Where is the honor in marching to our deaths?” – Fives

 

As Fives saw more and more of his comrades die and many for pointless reasons he began to question his identity and purpose. Fives believed that Clone were not expendable tools but living, breathing, sentients worthy of dignity, respect, free will and above all life. It was Five’s discovery of Protocol 66 which ultimately led to his demise as he sought to warn the Jedi of the plot to kill them. Fives had stumbled on an unspeakable truth and for that he could not be allowed to live.

 

The Last Roman

In much the same way Cato was betrayed by the corrupt Roman Senate.  The Rebel Army surrendered but was ordered slaughtered by Caesar. Cato had almost stopped Julius Caesar from becoming Dictator of Rome. Cato committed suicide rather than seek pardon from Caesar. The rebellion against Caesar  was defeated. This final defiant act was in line with his principles. Cato preferred to die than lose his liberty.

Had Cato succeeded the Republic would have survived. Caesar would never have taken power from the Senate and abolished the Republic.

Given entries
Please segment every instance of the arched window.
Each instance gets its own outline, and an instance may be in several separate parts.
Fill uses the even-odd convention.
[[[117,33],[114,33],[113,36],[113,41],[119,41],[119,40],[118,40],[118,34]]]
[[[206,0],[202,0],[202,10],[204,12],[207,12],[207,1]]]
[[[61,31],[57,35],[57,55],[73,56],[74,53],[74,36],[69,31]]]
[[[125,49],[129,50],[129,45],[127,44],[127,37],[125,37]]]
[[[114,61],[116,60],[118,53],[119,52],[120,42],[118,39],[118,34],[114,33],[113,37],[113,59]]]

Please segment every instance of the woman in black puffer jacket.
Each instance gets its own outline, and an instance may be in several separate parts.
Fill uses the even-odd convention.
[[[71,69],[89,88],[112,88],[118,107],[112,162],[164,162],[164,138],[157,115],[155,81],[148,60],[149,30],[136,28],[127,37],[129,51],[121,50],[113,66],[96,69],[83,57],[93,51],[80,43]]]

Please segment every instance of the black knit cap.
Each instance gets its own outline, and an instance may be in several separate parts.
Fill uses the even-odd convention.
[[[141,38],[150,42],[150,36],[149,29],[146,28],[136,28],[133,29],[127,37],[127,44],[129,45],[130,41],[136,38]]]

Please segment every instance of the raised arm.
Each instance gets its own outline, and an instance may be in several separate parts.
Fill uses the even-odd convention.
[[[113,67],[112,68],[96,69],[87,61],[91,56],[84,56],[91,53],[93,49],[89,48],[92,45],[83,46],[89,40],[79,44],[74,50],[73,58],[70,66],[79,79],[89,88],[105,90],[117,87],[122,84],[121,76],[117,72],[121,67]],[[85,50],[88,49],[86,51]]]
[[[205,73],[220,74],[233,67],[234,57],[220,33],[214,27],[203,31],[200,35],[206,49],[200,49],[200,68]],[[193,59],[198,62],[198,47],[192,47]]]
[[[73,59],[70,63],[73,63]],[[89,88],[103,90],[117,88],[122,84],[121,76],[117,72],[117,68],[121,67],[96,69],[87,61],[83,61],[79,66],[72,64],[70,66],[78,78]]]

Problem requirements
Reproduce the full passage on Fives and Cato above, without any changes.

Solution below
Where is the honor in marching to our deaths?” – Fives

 

As Fives saw more and more of his comrades die and many for pointless reasons he began to question his identity and purpose. Fives believed that Clone were not expendable tools but living, breathing, sentients worthy of dignity, respect, free will and above all life. It was Five’s discovery of Protocol 66 which ultimately led to his demise as he sought to warn the Jedi of the plot to kill them. Fives had stumbled on an unspeakable truth and for that he could not be allowed to live.

 

The Last Roman

In much the same way Cato was betrayed by the corrupt Roman Senate.  The Rebel Army surrendered but was ordered slaughtered by Caesar. Cato had almost stopped Julius Caesar from becoming Dictator of Rome. Cato committed suicide rather than seek pardon from Caesar. The rebellion against Caesar  was defeated. This final defiant act was in line with his principles. Cato preferred to die than lose his liberty.

Had Cato succeeded the Republic would have survived. Caesar would never have taken power from the Senate and abolished the Republic.